Exercise details:
Would you reproduce all of the entries exactly?

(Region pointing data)
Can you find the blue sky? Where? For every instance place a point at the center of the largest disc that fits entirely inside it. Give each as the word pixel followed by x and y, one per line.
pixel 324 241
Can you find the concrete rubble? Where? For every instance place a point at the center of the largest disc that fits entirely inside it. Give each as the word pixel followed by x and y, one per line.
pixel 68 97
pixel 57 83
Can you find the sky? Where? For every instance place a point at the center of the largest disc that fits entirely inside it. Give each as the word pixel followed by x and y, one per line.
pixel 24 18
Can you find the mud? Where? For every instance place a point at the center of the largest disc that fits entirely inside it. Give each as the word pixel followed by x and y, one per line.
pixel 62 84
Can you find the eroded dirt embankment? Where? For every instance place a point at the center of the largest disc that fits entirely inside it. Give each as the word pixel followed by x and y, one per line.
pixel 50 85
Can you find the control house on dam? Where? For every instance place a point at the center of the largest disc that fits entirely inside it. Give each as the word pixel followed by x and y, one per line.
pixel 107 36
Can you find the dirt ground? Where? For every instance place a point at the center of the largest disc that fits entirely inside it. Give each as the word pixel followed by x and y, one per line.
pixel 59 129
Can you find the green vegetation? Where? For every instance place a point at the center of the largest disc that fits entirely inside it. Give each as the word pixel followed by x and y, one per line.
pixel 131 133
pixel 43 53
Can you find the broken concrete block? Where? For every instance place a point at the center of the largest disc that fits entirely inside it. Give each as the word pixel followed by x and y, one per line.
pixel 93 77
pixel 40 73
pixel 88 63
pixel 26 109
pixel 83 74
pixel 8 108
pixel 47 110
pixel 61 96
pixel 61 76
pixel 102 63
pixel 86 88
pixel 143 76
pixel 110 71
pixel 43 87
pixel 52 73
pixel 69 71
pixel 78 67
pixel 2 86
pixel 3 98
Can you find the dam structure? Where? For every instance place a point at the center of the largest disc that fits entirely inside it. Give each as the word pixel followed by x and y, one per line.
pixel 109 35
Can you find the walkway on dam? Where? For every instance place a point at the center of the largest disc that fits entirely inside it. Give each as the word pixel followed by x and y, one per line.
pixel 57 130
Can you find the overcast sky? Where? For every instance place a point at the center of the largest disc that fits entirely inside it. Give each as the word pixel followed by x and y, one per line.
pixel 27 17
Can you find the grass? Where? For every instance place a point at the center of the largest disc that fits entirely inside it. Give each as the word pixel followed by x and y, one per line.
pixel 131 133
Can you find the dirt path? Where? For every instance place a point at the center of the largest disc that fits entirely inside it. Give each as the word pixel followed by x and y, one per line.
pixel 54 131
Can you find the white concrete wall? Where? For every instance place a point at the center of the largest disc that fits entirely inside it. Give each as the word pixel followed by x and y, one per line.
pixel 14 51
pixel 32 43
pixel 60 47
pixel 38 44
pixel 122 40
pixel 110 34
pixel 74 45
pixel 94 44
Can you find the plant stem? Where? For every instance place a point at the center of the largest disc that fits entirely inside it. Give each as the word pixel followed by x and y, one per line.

Solution to the problem:
Can you find the blue sky? Where? For every instance place a point at the center of the largest disc that fits entirely inside it. Give each as the word pixel followed by x and y, one per line.
pixel 324 241
Can you find the concrete rubble? Where? For every instance place a point at the center of the largest disc that fits entirely inside it. Give each as the word pixel followed by x and y, one per line.
pixel 68 97
pixel 57 83
Can you find the sky? Where? For every instance place a point at the center of the largest disc that fits entirely inside it. Give each as the word pixel followed by x and y, one per line.
pixel 24 18
Can you find the mud? Where? For every instance place a point at the center of the largest disc that fits entirely inside it. Give each as the word pixel followed by x and y, one per line.
pixel 62 84
Can you find the eroded dirt embankment? Where? For every instance place a point at the center of the largest disc that fits entirely inside it. Give each as the word pixel followed by x and y, one per line.
pixel 50 85
Can you find the control house on dam? Where? For every instance place a point at the center of the largest disc that fits entirely inside it. Give each as the word pixel followed by x and y, one per line.
pixel 107 36
Can you find the dirt ground? Where? For every instance place a point at the center of the largest disc that fits entirely inside it. Give each as the word pixel followed by x and y, one per line.
pixel 59 129
Can you find the green vegetation? Where? For every instance place a point at the center of the largest disc that fits entirely inside it. Give each as the word pixel followed by x and y, one per line.
pixel 131 133
pixel 43 53
Can you find the broken concrete block? Where? For every instance place a point at the center of the largest disc that fits entirely inside it. Give each as the word pixel followed by x and y, one per line.
pixel 93 77
pixel 40 73
pixel 88 63
pixel 26 109
pixel 83 74
pixel 8 108
pixel 47 110
pixel 61 96
pixel 61 76
pixel 102 63
pixel 86 88
pixel 143 76
pixel 110 71
pixel 43 87
pixel 52 73
pixel 69 71
pixel 78 67
pixel 2 86
pixel 3 98
Can you find the dam structure? Where? For every instance place a point at the center of the largest disc that fits entirely inside it. Give each as the word pixel followed by x and y, one per line.
pixel 109 35
Can you find the walkway on dam? Where? For every instance place a point at the center of the largest disc that fits entirely inside it. Give each as the word pixel followed by x and y, one per line.
pixel 57 130
Can you find the overcast sky? Where? For every instance place a point at the center of the largest disc that fits entirely inside it. Give each as the word pixel followed by x and y, one per line.
pixel 27 17
Can you find the grass? Where? For every instance place a point at the center of the largest disc that fits entirely inside it. Give each as the word pixel followed by x and y, one per line.
pixel 131 133
Can you find the dirt path? Where? For every instance place a point at the center of the largest disc that fits entirely inside it. Give each as the word pixel followed by x and y, one per line.
pixel 54 131
Can you find the white concrete wall? Where? For every instance place a point at the center of the largest disc that fits entirely inside it. Give each as the word pixel followed by x and y, one per line.
pixel 14 51
pixel 32 43
pixel 60 47
pixel 38 44
pixel 122 40
pixel 110 34
pixel 74 45
pixel 94 44
Can you find the plant stem? Where? For every instance place a point at the center of the largest disc that fits entirely inside it. Give each as the word pixel followed by x and y, one per line.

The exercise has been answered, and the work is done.